* TO BE DONE
Extract every line of the data below that contains the string "house".

Annotation data
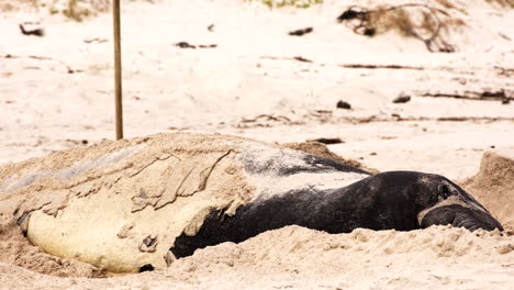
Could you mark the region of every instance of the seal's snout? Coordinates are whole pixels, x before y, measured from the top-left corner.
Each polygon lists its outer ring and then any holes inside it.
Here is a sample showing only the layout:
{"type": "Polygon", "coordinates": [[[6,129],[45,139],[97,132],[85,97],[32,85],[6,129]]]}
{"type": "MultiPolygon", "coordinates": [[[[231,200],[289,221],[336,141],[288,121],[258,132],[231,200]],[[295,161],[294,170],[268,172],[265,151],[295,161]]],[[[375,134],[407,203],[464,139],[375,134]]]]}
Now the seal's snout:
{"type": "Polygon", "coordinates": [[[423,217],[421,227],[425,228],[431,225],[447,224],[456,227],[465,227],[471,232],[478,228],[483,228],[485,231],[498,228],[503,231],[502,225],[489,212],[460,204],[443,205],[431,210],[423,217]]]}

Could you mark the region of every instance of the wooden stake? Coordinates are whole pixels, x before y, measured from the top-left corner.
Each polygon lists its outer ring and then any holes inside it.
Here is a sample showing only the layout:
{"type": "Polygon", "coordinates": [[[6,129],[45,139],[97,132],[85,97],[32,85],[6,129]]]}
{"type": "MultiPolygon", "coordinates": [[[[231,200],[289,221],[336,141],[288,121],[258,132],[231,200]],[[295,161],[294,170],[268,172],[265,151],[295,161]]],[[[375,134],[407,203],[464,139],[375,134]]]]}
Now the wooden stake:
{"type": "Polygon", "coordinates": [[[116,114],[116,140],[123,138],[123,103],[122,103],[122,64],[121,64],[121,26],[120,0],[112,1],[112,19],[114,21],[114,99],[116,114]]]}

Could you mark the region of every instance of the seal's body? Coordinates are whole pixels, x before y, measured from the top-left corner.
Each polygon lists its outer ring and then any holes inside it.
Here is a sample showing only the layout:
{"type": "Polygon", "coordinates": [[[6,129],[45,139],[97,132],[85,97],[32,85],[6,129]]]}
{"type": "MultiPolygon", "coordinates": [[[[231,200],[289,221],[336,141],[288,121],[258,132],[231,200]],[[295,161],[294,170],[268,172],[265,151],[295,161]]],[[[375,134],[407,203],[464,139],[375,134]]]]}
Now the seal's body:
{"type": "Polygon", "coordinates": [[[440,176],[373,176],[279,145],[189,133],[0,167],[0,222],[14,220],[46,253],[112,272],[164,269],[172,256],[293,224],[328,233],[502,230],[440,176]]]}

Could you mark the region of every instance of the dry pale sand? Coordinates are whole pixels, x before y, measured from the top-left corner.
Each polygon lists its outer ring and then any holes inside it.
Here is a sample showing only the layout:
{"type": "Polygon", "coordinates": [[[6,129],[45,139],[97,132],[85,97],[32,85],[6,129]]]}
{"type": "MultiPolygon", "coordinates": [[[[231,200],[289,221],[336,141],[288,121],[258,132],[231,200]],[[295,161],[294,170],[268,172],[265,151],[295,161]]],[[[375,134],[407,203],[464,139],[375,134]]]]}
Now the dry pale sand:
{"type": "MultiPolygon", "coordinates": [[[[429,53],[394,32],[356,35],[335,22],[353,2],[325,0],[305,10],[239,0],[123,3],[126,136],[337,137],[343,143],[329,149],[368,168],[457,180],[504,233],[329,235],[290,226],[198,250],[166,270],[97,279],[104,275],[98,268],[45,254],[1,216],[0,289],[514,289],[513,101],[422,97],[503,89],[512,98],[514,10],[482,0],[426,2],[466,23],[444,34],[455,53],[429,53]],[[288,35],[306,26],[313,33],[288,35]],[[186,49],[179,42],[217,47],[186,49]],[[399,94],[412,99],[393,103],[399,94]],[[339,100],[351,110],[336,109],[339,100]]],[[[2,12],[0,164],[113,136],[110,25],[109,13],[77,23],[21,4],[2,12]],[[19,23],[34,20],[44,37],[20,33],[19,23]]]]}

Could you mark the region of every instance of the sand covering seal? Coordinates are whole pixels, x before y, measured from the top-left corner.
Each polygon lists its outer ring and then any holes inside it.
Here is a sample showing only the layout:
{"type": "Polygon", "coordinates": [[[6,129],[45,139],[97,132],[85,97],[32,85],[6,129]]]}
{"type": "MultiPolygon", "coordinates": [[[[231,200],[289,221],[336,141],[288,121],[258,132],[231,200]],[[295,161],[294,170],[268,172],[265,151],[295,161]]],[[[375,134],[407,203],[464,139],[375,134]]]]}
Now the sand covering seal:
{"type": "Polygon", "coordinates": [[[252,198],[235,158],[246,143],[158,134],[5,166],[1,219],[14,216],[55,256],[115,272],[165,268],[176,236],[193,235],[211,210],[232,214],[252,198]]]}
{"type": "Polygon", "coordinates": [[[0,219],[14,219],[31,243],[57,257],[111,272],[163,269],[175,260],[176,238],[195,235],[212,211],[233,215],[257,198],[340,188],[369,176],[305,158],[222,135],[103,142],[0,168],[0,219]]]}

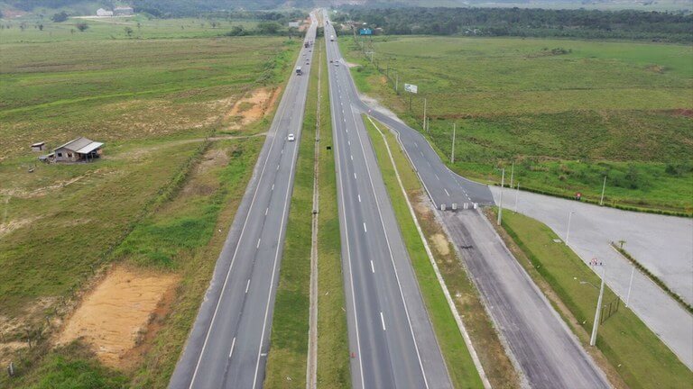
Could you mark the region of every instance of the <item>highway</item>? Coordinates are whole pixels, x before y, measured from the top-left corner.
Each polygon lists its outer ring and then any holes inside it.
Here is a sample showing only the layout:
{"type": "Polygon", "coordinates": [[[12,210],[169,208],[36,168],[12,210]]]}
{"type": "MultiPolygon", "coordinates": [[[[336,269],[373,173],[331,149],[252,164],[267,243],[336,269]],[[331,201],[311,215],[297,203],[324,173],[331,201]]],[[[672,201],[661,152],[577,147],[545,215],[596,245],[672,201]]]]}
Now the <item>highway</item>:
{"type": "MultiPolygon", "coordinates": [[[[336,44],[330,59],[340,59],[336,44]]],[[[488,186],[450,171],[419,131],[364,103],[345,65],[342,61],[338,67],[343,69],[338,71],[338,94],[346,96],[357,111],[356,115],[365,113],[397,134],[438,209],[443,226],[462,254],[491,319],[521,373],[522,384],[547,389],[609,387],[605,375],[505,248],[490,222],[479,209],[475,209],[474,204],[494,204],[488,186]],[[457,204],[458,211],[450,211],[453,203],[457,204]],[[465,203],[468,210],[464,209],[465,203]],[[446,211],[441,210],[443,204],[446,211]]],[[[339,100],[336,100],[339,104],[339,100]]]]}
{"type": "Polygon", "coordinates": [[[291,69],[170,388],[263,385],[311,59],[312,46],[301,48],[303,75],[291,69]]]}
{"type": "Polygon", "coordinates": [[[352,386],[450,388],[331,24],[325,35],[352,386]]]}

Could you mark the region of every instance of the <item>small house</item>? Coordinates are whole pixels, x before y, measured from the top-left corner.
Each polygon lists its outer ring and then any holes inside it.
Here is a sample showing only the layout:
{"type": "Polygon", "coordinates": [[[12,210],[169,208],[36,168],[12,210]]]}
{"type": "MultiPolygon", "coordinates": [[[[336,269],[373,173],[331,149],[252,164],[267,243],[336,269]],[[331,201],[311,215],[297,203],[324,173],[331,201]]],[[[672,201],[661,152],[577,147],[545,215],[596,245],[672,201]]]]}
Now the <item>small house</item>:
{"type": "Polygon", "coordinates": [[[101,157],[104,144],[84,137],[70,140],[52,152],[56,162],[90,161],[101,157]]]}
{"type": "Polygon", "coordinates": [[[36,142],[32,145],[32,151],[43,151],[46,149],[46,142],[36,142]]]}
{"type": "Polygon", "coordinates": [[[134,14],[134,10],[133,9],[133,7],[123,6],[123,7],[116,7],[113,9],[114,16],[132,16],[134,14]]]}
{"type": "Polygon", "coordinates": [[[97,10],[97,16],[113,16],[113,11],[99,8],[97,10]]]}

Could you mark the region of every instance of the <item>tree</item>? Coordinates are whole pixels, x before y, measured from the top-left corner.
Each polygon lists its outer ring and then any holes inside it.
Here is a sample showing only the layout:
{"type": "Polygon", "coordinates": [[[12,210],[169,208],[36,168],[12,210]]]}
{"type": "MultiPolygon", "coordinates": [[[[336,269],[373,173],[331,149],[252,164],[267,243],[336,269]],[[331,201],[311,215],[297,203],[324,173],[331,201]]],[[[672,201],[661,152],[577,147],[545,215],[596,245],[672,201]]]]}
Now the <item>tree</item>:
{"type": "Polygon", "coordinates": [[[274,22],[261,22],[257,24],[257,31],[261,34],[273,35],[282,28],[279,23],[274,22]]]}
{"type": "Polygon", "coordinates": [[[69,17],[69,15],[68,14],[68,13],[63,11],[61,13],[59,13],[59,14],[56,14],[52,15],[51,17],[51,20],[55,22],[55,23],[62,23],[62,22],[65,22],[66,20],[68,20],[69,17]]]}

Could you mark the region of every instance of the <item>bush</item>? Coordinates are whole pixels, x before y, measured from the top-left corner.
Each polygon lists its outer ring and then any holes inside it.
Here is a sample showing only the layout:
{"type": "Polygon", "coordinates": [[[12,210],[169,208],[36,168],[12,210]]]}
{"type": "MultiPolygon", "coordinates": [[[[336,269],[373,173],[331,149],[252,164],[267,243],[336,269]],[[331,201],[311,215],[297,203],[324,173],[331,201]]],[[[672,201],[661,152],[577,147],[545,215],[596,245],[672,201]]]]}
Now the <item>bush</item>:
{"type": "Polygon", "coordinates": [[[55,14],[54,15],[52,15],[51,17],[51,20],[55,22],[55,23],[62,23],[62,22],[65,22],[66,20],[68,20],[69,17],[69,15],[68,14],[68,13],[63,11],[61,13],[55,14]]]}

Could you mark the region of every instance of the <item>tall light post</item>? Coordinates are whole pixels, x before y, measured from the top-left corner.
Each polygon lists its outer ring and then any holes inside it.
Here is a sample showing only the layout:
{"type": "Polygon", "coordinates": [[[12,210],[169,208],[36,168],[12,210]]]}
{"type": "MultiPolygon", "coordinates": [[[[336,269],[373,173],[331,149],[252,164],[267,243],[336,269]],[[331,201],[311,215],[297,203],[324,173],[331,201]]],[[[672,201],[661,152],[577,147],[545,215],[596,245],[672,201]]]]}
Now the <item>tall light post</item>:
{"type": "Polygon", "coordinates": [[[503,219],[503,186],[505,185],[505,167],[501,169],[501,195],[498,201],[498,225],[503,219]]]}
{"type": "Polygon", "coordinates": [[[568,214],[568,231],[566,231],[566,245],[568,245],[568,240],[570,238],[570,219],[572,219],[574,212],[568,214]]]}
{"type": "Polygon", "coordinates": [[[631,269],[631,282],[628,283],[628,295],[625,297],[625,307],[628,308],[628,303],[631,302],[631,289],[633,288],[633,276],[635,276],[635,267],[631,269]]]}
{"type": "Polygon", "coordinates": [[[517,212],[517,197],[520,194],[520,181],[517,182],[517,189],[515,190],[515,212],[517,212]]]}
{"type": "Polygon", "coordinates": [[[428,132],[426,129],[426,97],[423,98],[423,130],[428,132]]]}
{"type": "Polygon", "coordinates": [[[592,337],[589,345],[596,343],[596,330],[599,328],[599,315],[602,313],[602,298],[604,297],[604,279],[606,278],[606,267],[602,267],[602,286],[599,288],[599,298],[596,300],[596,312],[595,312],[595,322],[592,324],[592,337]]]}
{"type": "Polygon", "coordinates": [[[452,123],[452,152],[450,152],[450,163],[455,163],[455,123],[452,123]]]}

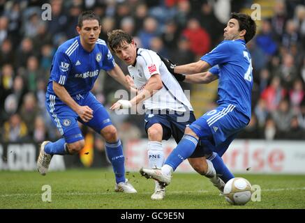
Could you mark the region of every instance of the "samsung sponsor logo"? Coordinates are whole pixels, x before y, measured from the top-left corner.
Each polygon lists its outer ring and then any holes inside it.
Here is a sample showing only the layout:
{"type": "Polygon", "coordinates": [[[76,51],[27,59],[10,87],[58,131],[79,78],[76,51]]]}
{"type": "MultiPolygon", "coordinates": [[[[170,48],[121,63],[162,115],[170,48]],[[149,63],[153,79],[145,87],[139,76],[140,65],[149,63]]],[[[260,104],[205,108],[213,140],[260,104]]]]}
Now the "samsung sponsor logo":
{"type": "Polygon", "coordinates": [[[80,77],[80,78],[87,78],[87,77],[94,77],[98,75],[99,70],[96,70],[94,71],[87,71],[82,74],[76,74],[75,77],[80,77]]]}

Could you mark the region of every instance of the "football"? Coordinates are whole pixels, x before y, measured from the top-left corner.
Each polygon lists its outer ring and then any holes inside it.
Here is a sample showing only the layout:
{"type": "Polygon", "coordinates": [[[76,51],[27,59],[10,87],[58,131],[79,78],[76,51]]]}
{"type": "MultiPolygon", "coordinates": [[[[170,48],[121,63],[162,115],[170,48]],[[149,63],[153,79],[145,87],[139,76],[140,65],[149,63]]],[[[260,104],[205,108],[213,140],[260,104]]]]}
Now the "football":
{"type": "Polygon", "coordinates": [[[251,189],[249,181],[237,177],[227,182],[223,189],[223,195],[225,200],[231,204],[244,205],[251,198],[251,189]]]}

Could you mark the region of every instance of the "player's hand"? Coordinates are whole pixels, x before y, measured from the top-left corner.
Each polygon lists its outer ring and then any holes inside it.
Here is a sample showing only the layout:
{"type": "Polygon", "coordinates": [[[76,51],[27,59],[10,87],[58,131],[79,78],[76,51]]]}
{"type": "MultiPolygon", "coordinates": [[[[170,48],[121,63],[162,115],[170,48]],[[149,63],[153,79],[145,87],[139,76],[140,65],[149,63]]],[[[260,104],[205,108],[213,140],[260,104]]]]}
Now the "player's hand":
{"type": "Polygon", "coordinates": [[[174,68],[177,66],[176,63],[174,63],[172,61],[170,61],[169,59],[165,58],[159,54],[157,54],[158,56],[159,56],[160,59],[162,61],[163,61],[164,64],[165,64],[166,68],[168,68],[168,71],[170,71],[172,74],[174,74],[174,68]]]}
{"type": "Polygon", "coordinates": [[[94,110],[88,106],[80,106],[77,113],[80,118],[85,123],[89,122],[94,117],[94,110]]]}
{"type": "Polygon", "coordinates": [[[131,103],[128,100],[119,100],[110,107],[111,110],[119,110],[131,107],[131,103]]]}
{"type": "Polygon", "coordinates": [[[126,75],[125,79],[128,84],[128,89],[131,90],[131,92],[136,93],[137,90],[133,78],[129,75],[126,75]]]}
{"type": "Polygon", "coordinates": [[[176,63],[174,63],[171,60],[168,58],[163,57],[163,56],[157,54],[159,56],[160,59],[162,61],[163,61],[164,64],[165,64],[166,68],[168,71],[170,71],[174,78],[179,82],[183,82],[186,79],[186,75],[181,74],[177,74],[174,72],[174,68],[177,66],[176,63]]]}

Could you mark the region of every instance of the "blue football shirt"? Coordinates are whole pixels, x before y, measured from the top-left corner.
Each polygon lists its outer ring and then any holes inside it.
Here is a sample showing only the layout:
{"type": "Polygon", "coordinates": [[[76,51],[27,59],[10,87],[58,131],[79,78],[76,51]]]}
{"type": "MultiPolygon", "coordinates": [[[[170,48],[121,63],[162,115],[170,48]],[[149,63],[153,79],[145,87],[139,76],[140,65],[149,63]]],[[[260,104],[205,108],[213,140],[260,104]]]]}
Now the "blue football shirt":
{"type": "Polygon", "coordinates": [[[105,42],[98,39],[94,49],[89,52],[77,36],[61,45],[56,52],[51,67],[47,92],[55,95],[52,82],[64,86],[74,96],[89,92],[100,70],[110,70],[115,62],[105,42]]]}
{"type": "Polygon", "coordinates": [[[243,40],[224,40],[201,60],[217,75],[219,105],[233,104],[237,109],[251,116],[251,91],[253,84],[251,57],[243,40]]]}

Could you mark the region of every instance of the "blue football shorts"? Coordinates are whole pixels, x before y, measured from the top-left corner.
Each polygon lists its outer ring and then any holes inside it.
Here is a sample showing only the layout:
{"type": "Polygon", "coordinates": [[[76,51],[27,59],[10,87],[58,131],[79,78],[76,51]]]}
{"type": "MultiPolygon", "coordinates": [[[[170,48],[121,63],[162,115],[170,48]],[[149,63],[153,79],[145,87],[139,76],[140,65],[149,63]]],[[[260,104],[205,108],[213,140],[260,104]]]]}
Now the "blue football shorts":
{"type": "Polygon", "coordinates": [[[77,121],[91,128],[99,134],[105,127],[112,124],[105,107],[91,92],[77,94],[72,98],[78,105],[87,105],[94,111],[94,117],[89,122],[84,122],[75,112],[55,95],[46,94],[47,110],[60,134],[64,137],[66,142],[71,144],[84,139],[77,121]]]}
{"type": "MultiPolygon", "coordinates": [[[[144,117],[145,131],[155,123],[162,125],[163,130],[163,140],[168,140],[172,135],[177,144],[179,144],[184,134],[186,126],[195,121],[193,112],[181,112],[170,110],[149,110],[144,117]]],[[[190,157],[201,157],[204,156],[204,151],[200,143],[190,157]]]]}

* REPLY
Could you mark the region of every instance of the <item>small house</item>? Coordinates are whole pixels, x before y, measured from the top-left corner.
Now the <item>small house</item>:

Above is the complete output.